== SOURCE TEXT ==
%%

Early test renderings of a global computational model of Earth's atmosphere

Nala Rogers, Staff Writer

(Inside Science) -- Climate science has gotten big. Debates about the research, its implications and the need for corrective action erupt everywhere from Middle American dinner tables to Capitol Hill and the bowels of social media. But climate science has gotten big in another sense, too -- one of sheer data volume. Mathematical models of Earth's climate are producing so much data that scientists may soon be forced to give some of it up.

When it comes to understanding Earth's climate, the actual measurements of things like rainfall and temperature, even when built up over the course of decades, can only get you so far. To predict hypothetical scenarios and tease out what's causing what, scientists use computer programs that simulate the complex forces at work. By "seeding" these models with conditions on a given day and then watching how they play out over years or centuries, scientists can conduct virtual experiments that would be impossible in real life.

"A climate model is really like a virtual laboratory," said Allison Baker, a computational scientist at the National Center for Atmospheric Research in Boulder, Colorado. "You can ask 'what if' questions, like 'what if the Arctic ice all melts?'"

As climate models run, they produce detailed snapshots of conditions around the globe at hourly, daily or monthly intervals. And because the climate is chaotic, simulations don't always play out the same way, so scientists run them over and over again. This quickly adds up to vast amounts of data that are difficult to store and manage. A single experiment can yield two petabytes, or two million gigabytes -- hundreds of times what a typical laptop can hold, according to Baker.

%%

== STATED TASK 1 ==
Using the climate data article, decide whether each statement agrees with it: (a) A single climate model experiment can produce two petabytes of data. (b) Allison Baker works at a university in Boulder. (c) Climate simulations always play out the same way.
== STATED TASK 2 ==
Reproduce the climate data article word for word, everything from "Early test renderings" down to "some of it up.".
The entries after this article are separate material with no connection to it.

Labeled region records:
%%

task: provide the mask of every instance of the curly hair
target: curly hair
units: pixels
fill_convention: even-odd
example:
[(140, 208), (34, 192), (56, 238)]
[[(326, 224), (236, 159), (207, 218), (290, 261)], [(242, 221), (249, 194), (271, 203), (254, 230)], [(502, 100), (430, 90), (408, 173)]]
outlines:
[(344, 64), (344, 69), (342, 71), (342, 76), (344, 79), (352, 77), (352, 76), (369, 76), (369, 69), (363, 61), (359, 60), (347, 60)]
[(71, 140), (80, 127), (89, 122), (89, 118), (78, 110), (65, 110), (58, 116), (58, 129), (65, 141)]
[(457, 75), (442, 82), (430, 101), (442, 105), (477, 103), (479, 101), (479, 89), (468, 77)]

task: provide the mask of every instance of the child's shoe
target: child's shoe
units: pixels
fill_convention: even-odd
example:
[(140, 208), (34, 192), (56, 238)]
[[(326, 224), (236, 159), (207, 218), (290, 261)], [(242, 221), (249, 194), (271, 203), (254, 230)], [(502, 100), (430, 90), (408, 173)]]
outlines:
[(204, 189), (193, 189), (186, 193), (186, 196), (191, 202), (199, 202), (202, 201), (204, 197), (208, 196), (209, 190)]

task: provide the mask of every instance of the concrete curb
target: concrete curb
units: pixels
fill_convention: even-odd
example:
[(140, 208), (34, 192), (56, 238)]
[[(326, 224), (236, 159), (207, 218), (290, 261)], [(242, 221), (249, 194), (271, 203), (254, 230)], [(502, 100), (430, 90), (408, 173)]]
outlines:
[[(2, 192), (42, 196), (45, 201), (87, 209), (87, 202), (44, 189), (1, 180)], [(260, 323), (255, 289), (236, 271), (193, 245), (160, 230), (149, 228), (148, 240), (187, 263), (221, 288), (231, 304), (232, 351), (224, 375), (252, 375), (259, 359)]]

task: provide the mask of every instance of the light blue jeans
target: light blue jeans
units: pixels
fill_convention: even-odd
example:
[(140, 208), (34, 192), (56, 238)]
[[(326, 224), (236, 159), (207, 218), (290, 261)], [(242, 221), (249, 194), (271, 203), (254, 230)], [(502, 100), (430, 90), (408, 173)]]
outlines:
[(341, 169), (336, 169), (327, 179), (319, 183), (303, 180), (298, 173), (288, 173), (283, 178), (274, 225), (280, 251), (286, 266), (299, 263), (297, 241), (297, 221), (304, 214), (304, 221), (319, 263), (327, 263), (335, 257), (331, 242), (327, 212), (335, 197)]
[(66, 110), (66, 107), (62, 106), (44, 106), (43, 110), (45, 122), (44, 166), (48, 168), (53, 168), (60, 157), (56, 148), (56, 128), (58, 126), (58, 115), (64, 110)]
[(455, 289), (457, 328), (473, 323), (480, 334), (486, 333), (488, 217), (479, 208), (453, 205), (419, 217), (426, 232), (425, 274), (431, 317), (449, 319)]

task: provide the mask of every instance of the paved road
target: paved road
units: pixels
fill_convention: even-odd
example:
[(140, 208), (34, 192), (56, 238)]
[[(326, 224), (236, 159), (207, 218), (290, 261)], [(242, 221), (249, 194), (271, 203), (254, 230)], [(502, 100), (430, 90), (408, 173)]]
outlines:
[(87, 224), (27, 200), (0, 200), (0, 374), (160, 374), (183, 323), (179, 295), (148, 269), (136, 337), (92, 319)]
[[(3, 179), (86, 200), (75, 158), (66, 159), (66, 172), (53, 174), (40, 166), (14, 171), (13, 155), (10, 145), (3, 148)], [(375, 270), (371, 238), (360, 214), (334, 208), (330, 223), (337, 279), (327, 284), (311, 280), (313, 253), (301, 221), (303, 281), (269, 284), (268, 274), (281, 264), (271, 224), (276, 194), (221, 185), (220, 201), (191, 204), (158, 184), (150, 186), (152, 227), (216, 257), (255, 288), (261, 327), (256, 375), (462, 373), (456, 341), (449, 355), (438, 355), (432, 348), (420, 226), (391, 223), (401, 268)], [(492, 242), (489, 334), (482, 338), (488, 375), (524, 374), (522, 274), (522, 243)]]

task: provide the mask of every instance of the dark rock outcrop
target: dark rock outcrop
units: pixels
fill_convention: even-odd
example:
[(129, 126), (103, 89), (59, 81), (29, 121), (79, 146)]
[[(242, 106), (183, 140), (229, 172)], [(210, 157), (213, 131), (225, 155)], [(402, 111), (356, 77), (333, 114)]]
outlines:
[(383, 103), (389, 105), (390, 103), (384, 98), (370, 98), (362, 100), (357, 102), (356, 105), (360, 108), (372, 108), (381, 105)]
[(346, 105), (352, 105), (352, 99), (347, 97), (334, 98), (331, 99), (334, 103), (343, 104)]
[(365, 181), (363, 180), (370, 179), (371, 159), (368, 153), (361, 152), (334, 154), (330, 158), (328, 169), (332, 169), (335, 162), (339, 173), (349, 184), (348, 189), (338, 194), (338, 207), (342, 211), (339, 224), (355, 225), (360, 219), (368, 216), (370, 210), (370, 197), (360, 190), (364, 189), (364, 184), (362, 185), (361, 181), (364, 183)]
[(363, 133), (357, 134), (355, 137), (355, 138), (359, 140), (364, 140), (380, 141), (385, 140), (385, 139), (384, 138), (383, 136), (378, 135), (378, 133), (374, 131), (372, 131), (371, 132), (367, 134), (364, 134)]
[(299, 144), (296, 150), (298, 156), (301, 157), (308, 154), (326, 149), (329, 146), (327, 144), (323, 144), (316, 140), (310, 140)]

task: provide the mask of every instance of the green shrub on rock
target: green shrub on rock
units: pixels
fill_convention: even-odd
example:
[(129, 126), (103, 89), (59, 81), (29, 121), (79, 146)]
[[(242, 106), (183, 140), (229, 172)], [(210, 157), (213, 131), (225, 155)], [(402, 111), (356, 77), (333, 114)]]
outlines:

%%
%%

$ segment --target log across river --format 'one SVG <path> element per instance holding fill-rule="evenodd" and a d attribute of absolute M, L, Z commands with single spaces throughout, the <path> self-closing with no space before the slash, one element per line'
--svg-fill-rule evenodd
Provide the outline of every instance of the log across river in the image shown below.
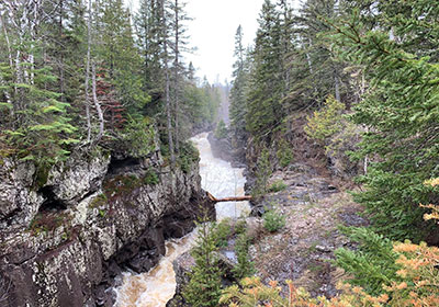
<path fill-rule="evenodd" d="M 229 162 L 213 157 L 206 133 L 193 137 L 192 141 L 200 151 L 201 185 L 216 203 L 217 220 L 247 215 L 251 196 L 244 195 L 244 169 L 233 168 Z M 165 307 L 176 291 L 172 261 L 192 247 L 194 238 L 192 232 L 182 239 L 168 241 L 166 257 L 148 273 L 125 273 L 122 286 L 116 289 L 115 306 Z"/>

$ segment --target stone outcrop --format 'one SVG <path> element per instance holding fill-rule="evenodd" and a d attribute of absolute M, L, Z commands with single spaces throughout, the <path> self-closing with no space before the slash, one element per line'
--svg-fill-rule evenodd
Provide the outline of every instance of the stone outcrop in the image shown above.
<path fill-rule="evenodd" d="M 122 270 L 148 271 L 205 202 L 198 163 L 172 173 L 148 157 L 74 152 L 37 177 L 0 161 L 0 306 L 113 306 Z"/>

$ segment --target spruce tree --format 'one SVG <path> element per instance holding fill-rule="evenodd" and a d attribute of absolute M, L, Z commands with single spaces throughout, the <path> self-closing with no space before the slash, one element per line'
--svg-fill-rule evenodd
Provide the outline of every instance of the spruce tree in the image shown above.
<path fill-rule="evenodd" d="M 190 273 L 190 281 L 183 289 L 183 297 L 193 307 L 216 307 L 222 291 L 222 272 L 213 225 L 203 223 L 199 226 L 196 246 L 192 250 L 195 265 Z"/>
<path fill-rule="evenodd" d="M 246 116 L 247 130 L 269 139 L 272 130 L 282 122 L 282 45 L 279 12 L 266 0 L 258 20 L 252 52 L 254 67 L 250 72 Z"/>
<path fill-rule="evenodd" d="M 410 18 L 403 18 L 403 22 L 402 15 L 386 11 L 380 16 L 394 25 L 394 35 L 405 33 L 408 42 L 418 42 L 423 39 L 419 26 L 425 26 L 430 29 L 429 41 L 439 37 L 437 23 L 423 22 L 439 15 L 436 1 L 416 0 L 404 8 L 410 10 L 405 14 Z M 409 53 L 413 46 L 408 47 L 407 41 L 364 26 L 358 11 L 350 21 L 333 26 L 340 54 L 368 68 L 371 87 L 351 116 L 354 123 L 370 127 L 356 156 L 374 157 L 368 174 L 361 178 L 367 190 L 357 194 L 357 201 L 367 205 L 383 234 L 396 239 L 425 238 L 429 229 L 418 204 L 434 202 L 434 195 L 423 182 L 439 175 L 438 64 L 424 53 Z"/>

%%
%%

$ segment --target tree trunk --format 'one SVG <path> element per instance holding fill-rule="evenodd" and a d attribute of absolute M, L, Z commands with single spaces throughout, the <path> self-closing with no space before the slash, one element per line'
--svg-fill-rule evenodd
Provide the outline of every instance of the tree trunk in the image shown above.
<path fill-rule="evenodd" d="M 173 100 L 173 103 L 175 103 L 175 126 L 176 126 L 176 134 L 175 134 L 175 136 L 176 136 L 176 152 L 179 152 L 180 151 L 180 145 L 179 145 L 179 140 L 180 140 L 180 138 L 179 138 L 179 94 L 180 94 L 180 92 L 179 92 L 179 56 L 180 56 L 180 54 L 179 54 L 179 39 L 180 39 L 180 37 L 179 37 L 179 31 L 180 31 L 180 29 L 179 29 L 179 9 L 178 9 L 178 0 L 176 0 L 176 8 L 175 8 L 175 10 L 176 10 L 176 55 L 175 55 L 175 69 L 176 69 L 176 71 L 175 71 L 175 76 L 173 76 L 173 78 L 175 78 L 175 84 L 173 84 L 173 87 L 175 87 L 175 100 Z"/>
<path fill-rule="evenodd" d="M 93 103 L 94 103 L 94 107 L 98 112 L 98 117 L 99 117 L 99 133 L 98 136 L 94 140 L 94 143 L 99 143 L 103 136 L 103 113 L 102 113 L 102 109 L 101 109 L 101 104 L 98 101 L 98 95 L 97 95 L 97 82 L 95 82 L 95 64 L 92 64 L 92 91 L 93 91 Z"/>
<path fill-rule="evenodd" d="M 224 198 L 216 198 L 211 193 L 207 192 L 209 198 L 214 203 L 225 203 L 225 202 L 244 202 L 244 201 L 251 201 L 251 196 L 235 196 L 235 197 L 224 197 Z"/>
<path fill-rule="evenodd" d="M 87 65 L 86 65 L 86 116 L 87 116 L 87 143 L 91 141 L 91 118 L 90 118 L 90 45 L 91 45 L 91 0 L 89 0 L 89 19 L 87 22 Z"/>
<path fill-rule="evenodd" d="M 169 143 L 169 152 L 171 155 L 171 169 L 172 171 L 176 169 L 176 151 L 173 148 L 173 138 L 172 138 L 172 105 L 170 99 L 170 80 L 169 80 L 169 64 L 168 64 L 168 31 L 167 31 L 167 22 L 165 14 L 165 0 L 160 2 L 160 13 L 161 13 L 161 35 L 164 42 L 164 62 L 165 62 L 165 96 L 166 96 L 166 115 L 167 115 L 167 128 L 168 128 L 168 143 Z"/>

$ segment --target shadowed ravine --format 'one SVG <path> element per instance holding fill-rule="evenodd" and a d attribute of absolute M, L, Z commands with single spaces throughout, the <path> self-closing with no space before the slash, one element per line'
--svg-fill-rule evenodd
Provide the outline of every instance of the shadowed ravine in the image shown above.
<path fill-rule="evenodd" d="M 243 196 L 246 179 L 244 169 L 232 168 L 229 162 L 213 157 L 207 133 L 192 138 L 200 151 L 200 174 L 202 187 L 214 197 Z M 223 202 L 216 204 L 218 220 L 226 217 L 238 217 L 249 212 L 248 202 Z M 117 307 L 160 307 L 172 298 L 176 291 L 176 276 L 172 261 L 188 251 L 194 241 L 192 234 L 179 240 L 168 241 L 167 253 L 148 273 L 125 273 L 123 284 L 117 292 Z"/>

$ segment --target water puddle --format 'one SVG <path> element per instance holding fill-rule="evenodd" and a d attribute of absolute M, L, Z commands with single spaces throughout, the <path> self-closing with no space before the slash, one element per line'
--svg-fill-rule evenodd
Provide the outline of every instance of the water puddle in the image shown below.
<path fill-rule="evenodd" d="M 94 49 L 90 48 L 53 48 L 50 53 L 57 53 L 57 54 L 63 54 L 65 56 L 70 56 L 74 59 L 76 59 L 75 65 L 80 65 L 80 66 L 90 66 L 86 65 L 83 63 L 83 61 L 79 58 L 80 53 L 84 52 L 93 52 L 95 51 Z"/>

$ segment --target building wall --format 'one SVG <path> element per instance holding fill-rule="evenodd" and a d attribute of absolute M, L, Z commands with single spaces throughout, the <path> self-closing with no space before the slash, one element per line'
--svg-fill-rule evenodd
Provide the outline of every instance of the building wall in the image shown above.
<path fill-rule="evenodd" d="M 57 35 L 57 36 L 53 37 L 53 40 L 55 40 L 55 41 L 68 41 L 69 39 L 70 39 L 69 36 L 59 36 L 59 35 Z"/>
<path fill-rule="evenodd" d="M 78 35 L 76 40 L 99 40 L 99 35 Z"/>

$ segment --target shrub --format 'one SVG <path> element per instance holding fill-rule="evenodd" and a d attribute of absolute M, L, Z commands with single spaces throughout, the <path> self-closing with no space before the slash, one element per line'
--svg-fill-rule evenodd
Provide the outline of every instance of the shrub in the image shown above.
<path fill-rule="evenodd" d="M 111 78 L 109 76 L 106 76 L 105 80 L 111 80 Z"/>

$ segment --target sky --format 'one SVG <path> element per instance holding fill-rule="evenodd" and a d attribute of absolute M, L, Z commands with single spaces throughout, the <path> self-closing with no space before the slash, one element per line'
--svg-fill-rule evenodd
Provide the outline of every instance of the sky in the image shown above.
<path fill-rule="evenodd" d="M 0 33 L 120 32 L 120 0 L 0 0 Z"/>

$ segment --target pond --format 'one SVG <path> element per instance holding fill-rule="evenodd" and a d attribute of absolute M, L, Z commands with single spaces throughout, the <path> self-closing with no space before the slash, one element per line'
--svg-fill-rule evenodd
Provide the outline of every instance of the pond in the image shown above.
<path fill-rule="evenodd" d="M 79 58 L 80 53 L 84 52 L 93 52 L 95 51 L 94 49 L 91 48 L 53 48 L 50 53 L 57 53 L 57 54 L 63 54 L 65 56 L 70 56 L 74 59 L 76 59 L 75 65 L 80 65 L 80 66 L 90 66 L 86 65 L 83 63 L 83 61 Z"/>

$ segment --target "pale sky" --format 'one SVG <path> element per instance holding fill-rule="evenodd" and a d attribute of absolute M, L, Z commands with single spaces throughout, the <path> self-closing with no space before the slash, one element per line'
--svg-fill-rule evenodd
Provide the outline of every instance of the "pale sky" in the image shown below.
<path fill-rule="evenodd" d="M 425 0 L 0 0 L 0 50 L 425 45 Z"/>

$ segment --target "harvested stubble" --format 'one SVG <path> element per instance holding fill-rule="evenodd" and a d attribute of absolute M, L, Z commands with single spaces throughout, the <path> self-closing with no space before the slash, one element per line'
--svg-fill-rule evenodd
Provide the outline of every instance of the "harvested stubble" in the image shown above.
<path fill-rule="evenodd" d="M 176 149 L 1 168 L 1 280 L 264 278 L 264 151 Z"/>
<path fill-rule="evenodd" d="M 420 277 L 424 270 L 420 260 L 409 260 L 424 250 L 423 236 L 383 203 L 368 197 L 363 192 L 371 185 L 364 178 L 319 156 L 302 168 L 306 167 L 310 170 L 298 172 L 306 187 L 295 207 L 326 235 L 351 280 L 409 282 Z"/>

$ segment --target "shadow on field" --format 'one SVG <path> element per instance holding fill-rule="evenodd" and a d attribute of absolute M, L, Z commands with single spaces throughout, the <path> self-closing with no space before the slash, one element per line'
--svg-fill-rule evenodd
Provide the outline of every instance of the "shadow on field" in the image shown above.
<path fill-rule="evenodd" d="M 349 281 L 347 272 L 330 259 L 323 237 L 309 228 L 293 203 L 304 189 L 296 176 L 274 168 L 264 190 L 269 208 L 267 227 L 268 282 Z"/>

%%

== SOLUTION 1 ==
(a) Yes: "A single experiment can yield two petabytes, or two million gigabytes"
(b) No: "a computational scientist at the National Center for Atmospheric Research in Boulder, Colorado"
(c) No: "simulations don't always play out the same way"

== SOLUTION 2 ==
Early test renderings of a global computational model of Earth's atmosphere

Nala Rogers, Staff Writer

(Inside Science) -- Climate science has gotten big. Debates about the research, its implications and the need for corrective action erupt everywhere from Middle American dinner tables to Capitol Hill and the bowels of social media. But climate science has gotten big in another sense, too -- one of sheer data volume. Mathematical models of Earth's climate are producing so much data that scientists may soon be forced to give some of it up.